## SELECTED EXCERPT
--

Developing processor-compatible C-code for FPGA hardware acceleration -

Developing processor-compatible C-code for FPGA hardware acceleration

This article describes an iterative process for converting C code to run on FPGAs with or without processor cores, how to identify which code sections can best benefit from hardware acceleration, and coding styles to use to retain commonality.

FPGAs are becoming increasingly popular with software teams to accelerate critical portions of their code. In most cases these teams already have processing stacks and applications written in C that target embedded microprocessors or servers. For applications that require acceleration, a logical next step is to offload some portion of the code to an FPGA. A good way to do this is to migrate portions of the working microprocessor system to an FPGA while keeping the code base compatible with the original processor. This approach lowers risk and allows the software team to more easily experiment with alternate implementations, iterating toward an accelerated solution without creating a fundamentally different branch of the code.

This article describes how to identify which code sections can best benefit from hardware acceleration, use coding styles to retain commonality, and select hardware for both development and deployment.

Selecting code elements for hardware acceleration

FPGAs have a comparatively slow clock but can outperform CPUs by providing more opportunities for parallelism. CPUs are constrained by fixed instruction sets and fixed data paths, while FPGAs allow incremental flexibility to create a customized processor to solve a wide variety of embedded computing problems.

Efficient FPGA coding styles tend towards a “coarse grained parallel” approach to algorithm refactoring. This is coupled with automated or semi-automated compiler tools to generate finer-grained parallelism, for example by automatically scheduling parallel statements or by unrolling and pipelining inner code loops.

Microprocessors, in contrast, run at higher clock speeds and have instruction sets and other features that make programming with sequential programming models and languages more natural.

When evaluating which sections of a given application are most appropriate for FPGA acceleration, weigh both the I/O requirements and specific needs for accelerating specific computations. Moving data between an FPGA and a CPU can be enabled in many ways, depending on the architecture of the selected computing platform.

These architectural differences have a significant impact on the more appropriate methods of developing an application. For example, if the FPGA is connected to the host CPU via a standard bus interface such as PCI Express, there may be performance implications when considering the size of individual data transfers – how many bytes are transferred in each I/O request – as well as considerations regarding the latency of data movement.

C-to-FPGA programming is conceptually similar to programming for GPU accelerators, or programming for multi-core processors using threads or MPI. All of these involve using a set of functions – extensions to the C language – in support of parallel programming.

In the case of FPGAs, modern compiler tools are capable of generating highly parallel implementations from one or more C-language subroutines, which are implemented as hardware processes. If appropriate coding styles are used, these compilers are able to generate equivalent low-level hardware that operates with a high degree of cycle-by-cycle parallelism.

--

## MATERIAL PROVIDED

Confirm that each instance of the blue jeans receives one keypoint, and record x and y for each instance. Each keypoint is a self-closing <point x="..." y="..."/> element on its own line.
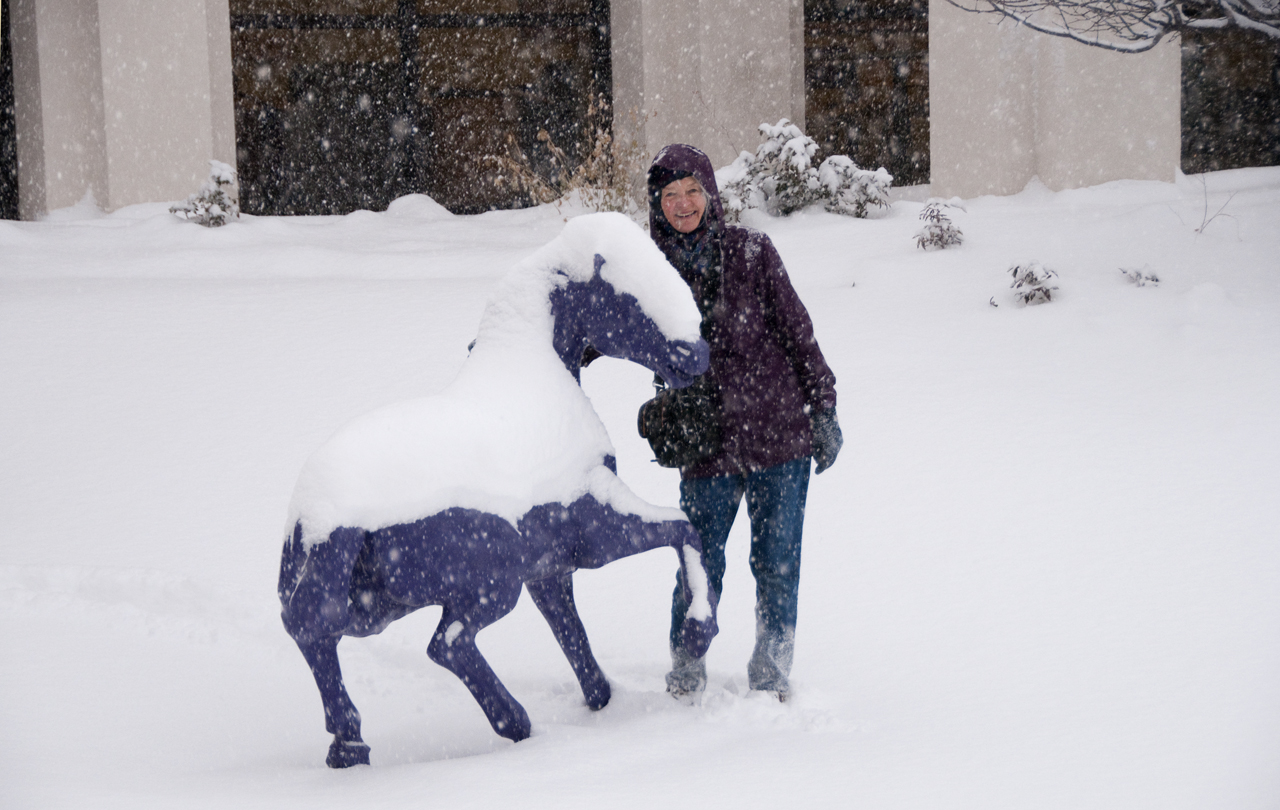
<point x="775" y="504"/>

--

Can you resume the article on writing processor-compatible C code for FPGA acceleration, picking up right after its last sentence?

The nature of FPGAs makes it unlikely that a large legacy C application written using traditional C programming techniques can be compiled entirely to hardware with no changes (Figure 1 below).

Figure 1 In a traditional hardware/software development process, hardware design may represent a significant bottle neck (Source: Practical FPGA Programming in C) .

Many C applications are best-suited to processor architectures, but may be accelerated dramatically by identifying key subroutines and inner code loops and moving just those sections to hardware using data streaming or shared memory methods of I/O, and by doing some level of algorithm optimization to best utilize the computing resources found in an FPGA. High level compiler tools can assist in this application conversion by providing a parallel programming model and corresponding APIs that allow varying levels of parallelism to be expressed, extending the power and flexibility of the C language.

By using a C-to-FPGA compiler in an iterative manner, key subroutines can be partitioned and moved into dedicated hardware with relatively little effort. Software-based simulations should be performed along with generation of prototype hardware to simplify debugging and system-level optimization.

Although C compilers for FPGAs are limited in the features they can support for hardware generation, C-to-FPGA programming methods that exploit attached processors allow more complete use of the language. You can use any feature of C, for example, to develop a simulation test bench, or to describe processes that will run on FPGA-embedded CPU cores (Figure 2 , below).

Figure 2 By introducing software to hardware compilation into the design process, it’s possible to get a working prototype faster, with more time available later for design refinement. (Source: Practical FPGA Programming in C).

For those processes that will be compiled directly to FPGA hardware, however, there are certain constraints placed on the C coding style. These constraints typically include only limited support for pointers, restrictions on the use of recursive function calls and on the types of control flow statements that may be used.

When considering C-to-FPGA, it's useful to think of the FPGA as a coprocessor or offload resource for an embedded or host processor. In this use case, an instruction-based CPU hosts traditional C programs with all the features of C or C++.

The FPGA is used to create hardware accelerators, using a somewhat more restricted subset of the C language and using the C-to-FPGA compiler. Data streams, shared memories, and signals (specified using function calls from the C-to-FPGA library) are used to move data between the processor and the FPGA hardware.

The C-to-FPGA compiler creates the interfaces between the processor and the hardware to implement data communication via streams, memories, and signals. This model of programming is similar to the methods used when programming for GPU accelerators.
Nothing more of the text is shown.